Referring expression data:
____
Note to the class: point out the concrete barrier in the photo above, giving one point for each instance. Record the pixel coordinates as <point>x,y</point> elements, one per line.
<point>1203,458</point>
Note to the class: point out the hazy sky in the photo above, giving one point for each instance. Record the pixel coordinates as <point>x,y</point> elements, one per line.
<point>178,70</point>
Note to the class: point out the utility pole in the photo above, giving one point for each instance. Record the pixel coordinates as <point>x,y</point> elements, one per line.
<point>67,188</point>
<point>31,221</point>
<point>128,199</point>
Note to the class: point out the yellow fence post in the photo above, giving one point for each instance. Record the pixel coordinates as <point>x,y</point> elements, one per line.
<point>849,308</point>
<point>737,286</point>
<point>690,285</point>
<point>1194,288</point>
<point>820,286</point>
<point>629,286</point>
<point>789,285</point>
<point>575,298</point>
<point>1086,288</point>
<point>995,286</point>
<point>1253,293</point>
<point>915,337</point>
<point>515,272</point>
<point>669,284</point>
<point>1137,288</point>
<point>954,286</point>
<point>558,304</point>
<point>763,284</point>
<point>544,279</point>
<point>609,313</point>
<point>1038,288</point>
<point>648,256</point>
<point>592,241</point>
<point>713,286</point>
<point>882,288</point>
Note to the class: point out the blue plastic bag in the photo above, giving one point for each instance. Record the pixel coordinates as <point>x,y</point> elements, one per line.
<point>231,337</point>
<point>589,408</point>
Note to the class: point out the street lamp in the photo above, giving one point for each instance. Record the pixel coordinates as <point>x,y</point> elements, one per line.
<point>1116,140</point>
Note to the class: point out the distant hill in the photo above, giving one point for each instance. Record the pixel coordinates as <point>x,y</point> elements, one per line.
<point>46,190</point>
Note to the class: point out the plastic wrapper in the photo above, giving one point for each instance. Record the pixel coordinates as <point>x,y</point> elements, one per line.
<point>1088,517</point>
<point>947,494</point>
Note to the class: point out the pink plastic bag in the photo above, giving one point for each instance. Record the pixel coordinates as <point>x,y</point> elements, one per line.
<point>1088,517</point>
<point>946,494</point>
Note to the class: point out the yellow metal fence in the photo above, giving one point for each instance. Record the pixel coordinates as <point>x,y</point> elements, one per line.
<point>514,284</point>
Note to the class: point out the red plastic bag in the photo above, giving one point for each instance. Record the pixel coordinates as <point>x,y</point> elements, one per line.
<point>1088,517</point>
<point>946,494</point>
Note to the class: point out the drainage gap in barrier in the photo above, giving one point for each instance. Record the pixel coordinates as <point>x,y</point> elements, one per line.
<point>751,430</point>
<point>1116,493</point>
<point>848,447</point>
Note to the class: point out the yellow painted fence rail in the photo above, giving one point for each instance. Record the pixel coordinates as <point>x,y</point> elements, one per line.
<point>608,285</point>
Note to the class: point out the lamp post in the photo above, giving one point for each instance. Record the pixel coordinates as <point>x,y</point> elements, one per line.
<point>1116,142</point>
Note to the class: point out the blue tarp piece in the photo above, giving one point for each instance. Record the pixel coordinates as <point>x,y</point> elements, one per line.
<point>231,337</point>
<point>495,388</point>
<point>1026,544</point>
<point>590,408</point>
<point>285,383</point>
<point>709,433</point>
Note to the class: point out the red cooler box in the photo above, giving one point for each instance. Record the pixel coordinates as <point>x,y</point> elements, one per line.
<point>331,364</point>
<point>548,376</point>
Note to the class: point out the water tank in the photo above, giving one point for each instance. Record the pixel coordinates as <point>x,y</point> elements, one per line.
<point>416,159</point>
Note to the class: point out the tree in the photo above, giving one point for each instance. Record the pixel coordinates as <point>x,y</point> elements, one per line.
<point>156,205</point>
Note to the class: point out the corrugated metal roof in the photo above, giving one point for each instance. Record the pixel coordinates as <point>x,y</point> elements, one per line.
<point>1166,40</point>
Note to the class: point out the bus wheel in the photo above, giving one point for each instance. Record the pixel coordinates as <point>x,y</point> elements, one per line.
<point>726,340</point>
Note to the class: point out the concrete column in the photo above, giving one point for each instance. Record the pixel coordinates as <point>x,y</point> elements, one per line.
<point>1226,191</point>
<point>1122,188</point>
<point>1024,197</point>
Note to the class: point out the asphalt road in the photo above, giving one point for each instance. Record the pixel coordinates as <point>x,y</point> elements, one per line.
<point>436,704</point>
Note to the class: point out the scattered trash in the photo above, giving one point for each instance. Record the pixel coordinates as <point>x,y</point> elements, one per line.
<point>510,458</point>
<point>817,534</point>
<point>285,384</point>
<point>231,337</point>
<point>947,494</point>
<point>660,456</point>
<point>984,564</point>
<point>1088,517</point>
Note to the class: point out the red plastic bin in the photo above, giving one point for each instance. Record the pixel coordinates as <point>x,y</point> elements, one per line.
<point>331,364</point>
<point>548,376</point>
____
ASSIGNED TASK: Would you set down all of the entries again, word for word?

EXPECTED ANSWER:
Note to the class: point out the concrete barrier in the photo above, giving one point for each instance. Record the pixel coordinates as <point>x,y</point> elements, one per line.
<point>1203,458</point>
Note to the class: point out the hazy sky in the photo above, giving one point for each instance. Record the pixel coordinates as <point>x,y</point> elements, one per line.
<point>178,70</point>
Note to the class: point out the utility pole in the photo above, giving one point for each instance. Record the pixel coordinates as <point>x,y</point> elements, one per line.
<point>67,188</point>
<point>31,221</point>
<point>128,199</point>
Note to the class: point out the yellow fence post in the photo above, giving one point for each instance. Record the pixel coordinates as <point>x,y</point> elements, one per line.
<point>849,308</point>
<point>737,286</point>
<point>690,285</point>
<point>1194,288</point>
<point>820,286</point>
<point>629,286</point>
<point>789,285</point>
<point>575,298</point>
<point>1086,288</point>
<point>995,286</point>
<point>1253,293</point>
<point>915,337</point>
<point>515,272</point>
<point>669,284</point>
<point>1137,288</point>
<point>954,286</point>
<point>558,304</point>
<point>763,284</point>
<point>544,279</point>
<point>609,313</point>
<point>1038,288</point>
<point>648,256</point>
<point>592,241</point>
<point>713,286</point>
<point>882,288</point>
Note to the class: point out the blue plastic bag in the photo above, giving one point for each instance. Record the pixel coordinates as <point>x,y</point> elements, one per line.
<point>231,337</point>
<point>589,408</point>
Note to the class: point out the street lamp in the photo above, giving one point for each instance. Record the pixel coordinates as <point>x,y</point> elements, one per line.
<point>1116,140</point>
Note to the class: point out the distant hill in the photo above, giving one point for each instance. Record the pixel coordinates as <point>x,y</point> elements, one per line.
<point>46,190</point>
Note to the class: point out the plastic wrapper in the photo above, giving one point for each instance. Record the pixel coordinates as <point>x,y</point> elements, one per line.
<point>1088,517</point>
<point>947,494</point>
Note to the class: point out the pink plastic bag in the photo above, giving one point for each instance. Record the pixel coordinates as <point>x,y</point> elements, one per line.
<point>1088,517</point>
<point>946,494</point>
Note to the class: point out the yellow metal fence in the photo above, giving one point for each instance. Record the pixel coordinates as <point>x,y</point> elements, one per line.
<point>514,284</point>
Note to the class: point out the red plastic bag in the photo above, giving one point for each instance. Record the pixel coordinates as <point>x,y</point> elements, one per line.
<point>1088,517</point>
<point>946,494</point>
Note to the class: point out the drainage gap in barrier in the photo above, giving one point for each instance. Record the pixel coordinates as <point>x,y</point> elements, one per line.
<point>751,430</point>
<point>1116,493</point>
<point>848,447</point>
Note to the class: point out the yellow painted fence rail in the photo above, giving one point for each instance. Record the pixel coordinates as <point>x,y</point> elements, one per line.
<point>608,285</point>
Note to the class: point out the lamp post in the photo above, giving one point for each instance. Record the pixel coordinates as <point>x,y</point> elements, one per line.
<point>1116,142</point>
Note to the class: point out the blue tarp piece in the photo above, giving one point for each instance. Record the pixel coordinates as <point>x,y</point> elements, one per line.
<point>231,337</point>
<point>495,388</point>
<point>1026,544</point>
<point>590,408</point>
<point>285,383</point>
<point>709,433</point>
Note to the class: point out the red cooler box in the photo above, giving one point for each instance. Record the pixel coordinates as <point>x,y</point> elements, one per line.
<point>331,364</point>
<point>548,376</point>
Note to the class: point out the water tank in the photo above, giving one point for each instance. Record the pixel coordinates as <point>x,y</point> elements, one per line.
<point>416,159</point>
Note to the class: point out the tree in the photo above, giving one point for each instance. Record the pixel coordinates as <point>x,y</point> elements, one per line.
<point>156,205</point>
Note to the class: point out the corrugated metal roof in the photo above, giving one point for each instance. Record the pixel coordinates as <point>x,y</point> elements, one per line.
<point>1166,40</point>
Note to the class: point out the bus wheel in the photo above, giving one point for each instance. Record the pixel coordinates as <point>x,y</point> elements, one per line.
<point>726,340</point>
Note to the class: point out the concrete column in the photo above, giving one point for each instance. Record the pixel coordinates as <point>x,y</point> elements, one per line.
<point>1226,191</point>
<point>1122,188</point>
<point>1024,197</point>
Note to the class: point out the asphalt road in the photo above, giving one point for each instance. Record the pixel coordinates as <point>x,y</point> elements, one per line.
<point>436,704</point>
Note to the class: point out the scattered trash in the photo above, giving one point for each instance. Record the pixel coordinates as <point>x,y</point> elements, one per line.
<point>510,458</point>
<point>817,534</point>
<point>285,384</point>
<point>231,337</point>
<point>947,494</point>
<point>660,456</point>
<point>984,564</point>
<point>1088,517</point>
Note to the class: point out the red plastic bin in the photo above, giving one point for each instance. Record the pixel coordinates as <point>x,y</point> elements, one per line.
<point>331,364</point>
<point>548,376</point>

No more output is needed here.